> **Quoted passage**:
---------------

In determining what is in the best interests of a child, this Court has stated:
a court must evaluate and consider many factors, including the age and physical and mental condition of the child or children; the age and physical and mental condition of the parents; the relationship existing between each parent and each child; the needs of the child or children; the role which each parent has played, and will play in the future, in the upbringing and care of the child or children; and such other factors as are necessary in determining the best interests of the child or children.
Barkey v. Commonwealth, 2 Va.App. 662, 668, 347 S.E.2d 188, 191 (1986).
Clear and convincing evidence proved that termination of appellant's parental rights was in the best interests of both A.K. and R.K. As of the date of the trial court's decision, A.K. and R.K. had been in foster care for more than three years. Despite A.K.'s initial difficulties with behavior, A.K. and R.K. were happy and thriving in their foster home, and had bonded with the foster parents. Appellant, who had recently been released from jail, was unemployed and unequipped to provide a suitable home for the children. Moreover, appellant had indicated unwillingness to separate from her husband, whose parental rights had been terminated.
We recognize that “ ‘[t]he termination of [residual] parental rights is a grave, drastic and irreversible action.’ ” Helen W. v. Fairfax County Dep't of Human Dev., 12 Va.App. 877, 883, 407 S.E.2d 25, 28–29 (1991) (quoting Lowe v. Dep't of Public Welfare of Richmond, 231 Va. 277, 280, 343 S.E.2d 70, 72 (1986)). However, “[i]t is clearly not in the best interests of a child to spend a lengthy period of time waiting to find out when, or even if, a parent will be capable of resuming his [or her] responsibilities.” Kaywood v. Halifax County Dep't of Soc. Servs., 10 Va.App. 535, 540, 394 S.E.2d 492, 495 (1990).

---------------

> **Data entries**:
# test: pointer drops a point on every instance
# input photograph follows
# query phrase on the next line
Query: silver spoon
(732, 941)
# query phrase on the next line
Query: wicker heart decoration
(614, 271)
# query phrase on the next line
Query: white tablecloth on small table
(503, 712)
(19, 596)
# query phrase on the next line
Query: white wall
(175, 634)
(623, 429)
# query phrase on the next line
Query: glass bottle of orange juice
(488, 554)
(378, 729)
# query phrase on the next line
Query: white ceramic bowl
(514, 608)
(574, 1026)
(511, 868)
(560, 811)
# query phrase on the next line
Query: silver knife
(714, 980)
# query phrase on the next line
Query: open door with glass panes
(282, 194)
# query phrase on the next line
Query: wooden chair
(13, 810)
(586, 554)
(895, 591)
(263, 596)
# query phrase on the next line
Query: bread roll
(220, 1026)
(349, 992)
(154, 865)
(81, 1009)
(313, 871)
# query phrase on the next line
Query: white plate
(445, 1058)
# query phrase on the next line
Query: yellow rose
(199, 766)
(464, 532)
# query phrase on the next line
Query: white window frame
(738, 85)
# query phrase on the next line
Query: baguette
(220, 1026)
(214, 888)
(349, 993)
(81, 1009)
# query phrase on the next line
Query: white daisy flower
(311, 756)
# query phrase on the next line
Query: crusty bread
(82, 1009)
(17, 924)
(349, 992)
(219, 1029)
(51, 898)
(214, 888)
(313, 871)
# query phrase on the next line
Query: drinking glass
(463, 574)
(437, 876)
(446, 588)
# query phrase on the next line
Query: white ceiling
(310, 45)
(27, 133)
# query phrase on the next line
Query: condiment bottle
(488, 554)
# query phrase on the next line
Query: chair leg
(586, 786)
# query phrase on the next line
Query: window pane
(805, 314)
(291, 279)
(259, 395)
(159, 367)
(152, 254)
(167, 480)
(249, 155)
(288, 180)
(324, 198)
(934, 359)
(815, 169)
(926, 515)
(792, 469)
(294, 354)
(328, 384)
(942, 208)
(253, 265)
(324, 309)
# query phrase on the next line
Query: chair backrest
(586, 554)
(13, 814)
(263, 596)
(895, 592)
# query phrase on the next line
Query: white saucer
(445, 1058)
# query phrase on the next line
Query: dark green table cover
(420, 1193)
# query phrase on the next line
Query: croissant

---------------

> **Assigned task 1**:
Answer these questions using the court opinion excerpt:
(a) In what year was Barkey v. Commonwealth decided?
(b) As of the trial court's decision, how long had A.K. and R.K. been in foster care?
(c) What had appellant indicated she was unwilling to do?
> **Assigned task 2**:
Resume the court opinion excerpt, starting after its last sentence.
The data entries come from a separate source and are unrelated to the court opinion excerpt.

> **Response 1**:
(a) 1986
(b) More than three years
(c) Separate from her husband, whose parental rights had been terminated

> **Response 2**:
We find the evidence sufficient to support the trial court's decision to terminate appellant's parental rights to A.K. and R.K. pursuant to Code § 16.1–283(C)(2). Therefore, we summarily affirm the trial court's decision.
FOOTNOTE. FN*. Pursuant to Code § 17.1–413, this opinion is not designated for publication.
1. FN1. Kent's parental rights were terminated by the Virginia Beach Juvenile and Domestic Relations District Court (juvenile court). He appealed the decision, but later withdrew his appeal.
2. FN2. VBDHS had received complaints regarding appellant dropping the children off at daycare while intoxicated, physical abuse of M.D. by appellant, and Kent driving while intoxicated to transport A.K. to a hospital emergency room. The protective orders were sought because appellant and Kent refused to comply with their prior agreement to submit to substance abuse evaluations and drug screenings no later than March 7, 2008.
3. FN3. When she entered the custody of VBDHS, A.K. had a staph infection and an ear infection. Both A.K. and R.K. had a history of repeated staph infections.